Testo fornito:
PALERMO. Ars,cerimonia insediamento 18°legislatura,elezione presidente Gaetano Galvagno. ..Ph.Alessandro Fucarini

Un’autodifesa, neanche troppo accorata, senza alcuna risposta nel merito dei fatti. Puntando sulla logica asettica dei numeri più che sulla sostanza degli argomenti. E delle accuse. Una difesa della sua portavoce - questa sì particolarmente accorata - che, confermando la scelta di parlare per cifre, finisce per giustificare un metodo non proprio ortodosso ma che avrebbe mutuato dagli anni di esperienza in Mediaset (dove immaginiamo non saranno felicissimi della cosa). E infine una chiamata in correità dell’intero Parlamento sull’affaire delle mance a benefici collegiali e delle prebende a fini elettorali. Che stride però con le lodi all’operosità (e giù con la mitragliata di numeri) della stessa assemblea che nel 2022, a soli 37 anni, fu chiamato a guidare, su diretta indicazione del suo mentore Ignazio La Russa (passato all’incasso dopo aver fortemente spinto su Forza Italia per lanciare la presidenza Schifani).

Il rituale ventaglio dono della sala stampa non poteva certo attenuare i bollori di una vicenda giudiziaria che deve ancora giungere a compimento. E bene tutto sommato ha fatto Gaetano Galvagno a dire che non basta un’indagine ancora neanche conclusa per imporre dimissioni per editto. Così come è vero che bisognerà attendere la magistratura giudicante - non certo solo quella inquirente - per leggere (e non emettere a furor di popolo) una sentenza. Ma se - ribadendo quanto abbiamo affermato in passato - non tutto ciò che emerge dalle intercettazioni di questa delicata indagine avrà rilievo penale, non si può certo occultarne o sottovalutarne il rilievo etico. Diremmo anche politico, se non fosse che qui più che altrove i voti si contano e non si pesano e certe vicende finiscono per essere derubricate nel segreto dell’urna.

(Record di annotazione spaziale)
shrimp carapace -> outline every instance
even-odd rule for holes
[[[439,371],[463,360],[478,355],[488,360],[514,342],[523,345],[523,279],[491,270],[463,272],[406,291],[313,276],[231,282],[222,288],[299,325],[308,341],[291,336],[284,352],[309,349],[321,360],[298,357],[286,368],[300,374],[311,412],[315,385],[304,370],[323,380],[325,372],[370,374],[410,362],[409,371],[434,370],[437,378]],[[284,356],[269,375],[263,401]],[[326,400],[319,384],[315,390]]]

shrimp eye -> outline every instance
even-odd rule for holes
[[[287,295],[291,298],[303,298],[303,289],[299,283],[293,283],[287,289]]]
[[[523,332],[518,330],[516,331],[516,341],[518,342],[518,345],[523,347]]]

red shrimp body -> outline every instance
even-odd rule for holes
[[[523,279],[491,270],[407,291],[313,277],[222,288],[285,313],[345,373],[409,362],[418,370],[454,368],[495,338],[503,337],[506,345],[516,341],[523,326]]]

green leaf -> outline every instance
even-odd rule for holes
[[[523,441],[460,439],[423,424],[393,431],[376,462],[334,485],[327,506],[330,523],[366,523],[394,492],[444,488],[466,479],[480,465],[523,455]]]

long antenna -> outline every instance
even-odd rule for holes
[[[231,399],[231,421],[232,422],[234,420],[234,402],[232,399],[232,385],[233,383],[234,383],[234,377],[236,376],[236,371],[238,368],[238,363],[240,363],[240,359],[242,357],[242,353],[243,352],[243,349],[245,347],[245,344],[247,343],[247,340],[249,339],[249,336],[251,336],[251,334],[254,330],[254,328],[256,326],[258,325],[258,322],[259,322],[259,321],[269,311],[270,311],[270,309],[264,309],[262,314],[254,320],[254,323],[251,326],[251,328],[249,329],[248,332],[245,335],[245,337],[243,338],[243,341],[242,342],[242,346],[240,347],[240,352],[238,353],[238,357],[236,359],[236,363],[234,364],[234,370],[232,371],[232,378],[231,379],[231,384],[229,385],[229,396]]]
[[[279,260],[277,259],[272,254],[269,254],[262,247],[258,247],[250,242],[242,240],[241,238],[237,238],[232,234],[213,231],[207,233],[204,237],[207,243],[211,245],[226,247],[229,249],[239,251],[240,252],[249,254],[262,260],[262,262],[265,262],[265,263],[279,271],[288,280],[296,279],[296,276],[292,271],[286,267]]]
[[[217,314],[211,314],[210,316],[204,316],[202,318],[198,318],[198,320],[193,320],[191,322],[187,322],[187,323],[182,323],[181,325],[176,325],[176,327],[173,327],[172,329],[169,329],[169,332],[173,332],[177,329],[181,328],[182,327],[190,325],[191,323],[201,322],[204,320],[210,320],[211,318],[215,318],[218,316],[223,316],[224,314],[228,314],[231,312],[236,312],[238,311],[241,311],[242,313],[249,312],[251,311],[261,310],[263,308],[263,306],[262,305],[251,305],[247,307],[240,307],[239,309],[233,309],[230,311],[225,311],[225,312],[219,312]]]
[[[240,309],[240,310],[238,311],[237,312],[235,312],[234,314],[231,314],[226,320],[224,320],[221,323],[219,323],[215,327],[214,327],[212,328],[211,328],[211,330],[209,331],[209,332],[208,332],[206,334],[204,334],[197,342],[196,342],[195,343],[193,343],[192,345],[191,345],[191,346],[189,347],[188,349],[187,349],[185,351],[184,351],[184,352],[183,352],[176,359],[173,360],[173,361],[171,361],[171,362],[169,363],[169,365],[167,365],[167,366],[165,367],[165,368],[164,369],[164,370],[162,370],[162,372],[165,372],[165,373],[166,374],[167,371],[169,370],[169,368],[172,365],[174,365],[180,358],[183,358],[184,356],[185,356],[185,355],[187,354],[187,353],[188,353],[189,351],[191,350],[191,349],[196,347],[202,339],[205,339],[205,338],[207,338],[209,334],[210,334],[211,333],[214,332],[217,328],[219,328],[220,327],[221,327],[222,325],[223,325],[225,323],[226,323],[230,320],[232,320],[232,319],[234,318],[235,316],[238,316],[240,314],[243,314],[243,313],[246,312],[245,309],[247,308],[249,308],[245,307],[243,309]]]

Istruzioni del compito:
Trascriva integralmente il testo su Gaetano Galvagno e l'indagine che lo riguarda, senza apportare alcuna modifica. Le righe costituiscono materiale a sé stante, distinto dal testo.

Risultato:
PALERMO. Ars,cerimonia insediamento 18°legislatura,elezione presidente Gaetano Galvagno. ..Ph.Alessandro Fucarini

Un’autodifesa, neanche troppo accorata, senza alcuna risposta nel merito dei fatti. Puntando sulla logica asettica dei numeri più che sulla sostanza degli argomenti. E delle accuse. Una difesa della sua portavoce - questa sì particolarmente accorata - che, confermando la scelta di parlare per cifre, finisce per giustificare un metodo non proprio ortodosso ma che avrebbe mutuato dagli anni di esperienza in Mediaset (dove immaginiamo non saranno felicissimi della cosa). E infine una chiamata in correità dell’intero Parlamento sull’affaire delle mance a benefici collegiali e delle prebende a fini elettorali. Che stride però con le lodi all’operosità (e giù con la mitragliata di numeri) della stessa assemblea che nel 2022, a soli 37 anni, fu chiamato a guidare, su diretta indicazione del suo mentore Ignazio La Russa (passato all’incasso dopo aver fortemente spinto su Forza Italia per lanciare la presidenza Schifani).

Il rituale ventaglio dono della sala stampa non poteva certo attenuare i bollori di una vicenda giudiziaria che deve ancora giungere a compimento. E bene tutto sommato ha fatto Gaetano Galvagno a dire che non basta un’indagine ancora neanche conclusa per imporre dimissioni per editto. Così come è vero che bisognerà attendere la magistratura giudicante - non certo solo quella inquirente - per leggere (e non emettere a furor di popolo) una sentenza. Ma se - ribadendo quanto abbiamo affermato in passato - non tutto ciò che emerge dalle intercettazioni di questa delicata indagine avrà rilievo penale, non si può certo occultarne o sottovalutarne il rilievo etico. Diremmo anche politico, se non fosse che qui più che altrove i voti si contano e non si pesano e certe vicende finiscono per essere derubricate nel segreto dell’urna.